***** Supplied material

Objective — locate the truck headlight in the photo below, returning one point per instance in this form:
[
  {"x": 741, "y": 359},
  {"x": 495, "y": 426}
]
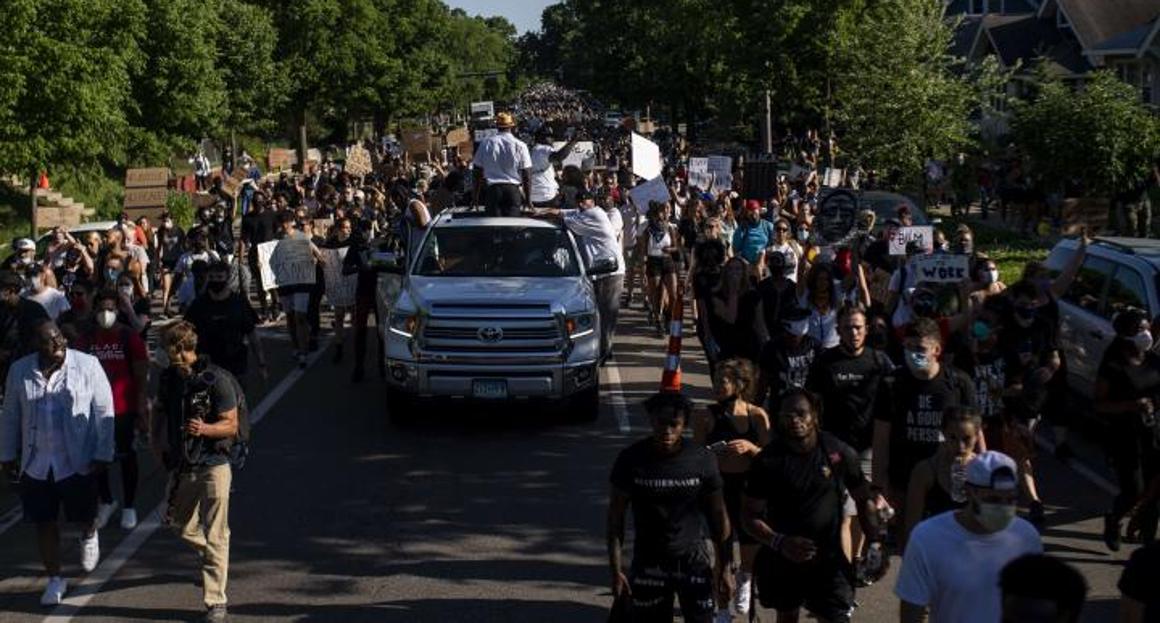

**********

= Work required =
Each entry is to be output exactly, and no picture is to appear.

= Solution to this exercise =
Objective — locate the truck headlight in the photo below, returning one point per instance in this form:
[
  {"x": 741, "y": 359},
  {"x": 495, "y": 426}
]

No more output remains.